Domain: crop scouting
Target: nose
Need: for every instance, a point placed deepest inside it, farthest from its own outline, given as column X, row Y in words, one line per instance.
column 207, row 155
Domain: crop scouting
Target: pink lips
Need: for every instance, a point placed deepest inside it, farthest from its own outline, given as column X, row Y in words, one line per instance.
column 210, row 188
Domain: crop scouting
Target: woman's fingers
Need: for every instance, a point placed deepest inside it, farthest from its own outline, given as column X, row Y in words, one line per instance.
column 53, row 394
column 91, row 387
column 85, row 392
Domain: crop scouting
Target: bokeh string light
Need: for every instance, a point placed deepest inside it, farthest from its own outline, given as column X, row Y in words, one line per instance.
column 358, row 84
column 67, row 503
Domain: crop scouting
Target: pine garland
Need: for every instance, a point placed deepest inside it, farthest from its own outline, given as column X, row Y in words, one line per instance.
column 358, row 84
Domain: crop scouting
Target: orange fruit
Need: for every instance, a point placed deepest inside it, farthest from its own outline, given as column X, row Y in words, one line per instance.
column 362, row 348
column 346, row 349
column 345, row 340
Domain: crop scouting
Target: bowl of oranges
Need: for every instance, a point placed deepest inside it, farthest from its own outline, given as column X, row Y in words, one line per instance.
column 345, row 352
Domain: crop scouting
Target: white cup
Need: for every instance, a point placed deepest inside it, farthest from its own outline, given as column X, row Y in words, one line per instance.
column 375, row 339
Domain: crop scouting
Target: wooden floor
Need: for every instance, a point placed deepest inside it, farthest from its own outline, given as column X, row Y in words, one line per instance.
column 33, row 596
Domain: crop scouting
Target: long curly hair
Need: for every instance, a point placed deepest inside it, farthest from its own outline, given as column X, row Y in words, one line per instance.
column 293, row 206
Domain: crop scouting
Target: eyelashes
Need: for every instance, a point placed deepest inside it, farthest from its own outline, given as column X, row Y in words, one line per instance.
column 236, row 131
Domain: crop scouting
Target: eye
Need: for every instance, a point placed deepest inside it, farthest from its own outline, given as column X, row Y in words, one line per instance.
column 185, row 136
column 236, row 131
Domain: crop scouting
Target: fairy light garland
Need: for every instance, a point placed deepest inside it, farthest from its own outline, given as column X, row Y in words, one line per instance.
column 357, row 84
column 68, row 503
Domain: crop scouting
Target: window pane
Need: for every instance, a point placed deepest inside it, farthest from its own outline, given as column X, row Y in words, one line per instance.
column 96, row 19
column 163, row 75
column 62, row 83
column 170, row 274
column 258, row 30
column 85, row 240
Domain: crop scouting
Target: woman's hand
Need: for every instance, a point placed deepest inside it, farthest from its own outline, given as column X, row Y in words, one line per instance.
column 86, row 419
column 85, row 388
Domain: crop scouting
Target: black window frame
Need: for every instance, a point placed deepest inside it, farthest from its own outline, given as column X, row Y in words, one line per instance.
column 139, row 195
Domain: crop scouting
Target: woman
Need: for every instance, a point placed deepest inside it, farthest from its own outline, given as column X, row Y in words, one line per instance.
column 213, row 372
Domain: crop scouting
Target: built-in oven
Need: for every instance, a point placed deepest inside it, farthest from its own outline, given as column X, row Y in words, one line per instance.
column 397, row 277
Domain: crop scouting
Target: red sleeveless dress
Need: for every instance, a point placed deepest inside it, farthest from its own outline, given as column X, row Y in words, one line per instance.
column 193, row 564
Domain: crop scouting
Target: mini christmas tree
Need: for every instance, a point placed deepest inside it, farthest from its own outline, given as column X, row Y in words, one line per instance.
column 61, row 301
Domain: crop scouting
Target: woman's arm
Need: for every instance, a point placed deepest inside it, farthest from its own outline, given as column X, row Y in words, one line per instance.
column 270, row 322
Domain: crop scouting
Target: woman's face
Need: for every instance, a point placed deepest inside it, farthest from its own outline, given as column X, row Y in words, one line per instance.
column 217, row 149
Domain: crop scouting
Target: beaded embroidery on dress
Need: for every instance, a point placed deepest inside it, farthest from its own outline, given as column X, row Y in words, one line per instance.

══════════════════════════════

Scan the listing above and identify each line holding the string "window"; copy every such line.

• _Exercise answer_:
Target: window pane
Target: black window frame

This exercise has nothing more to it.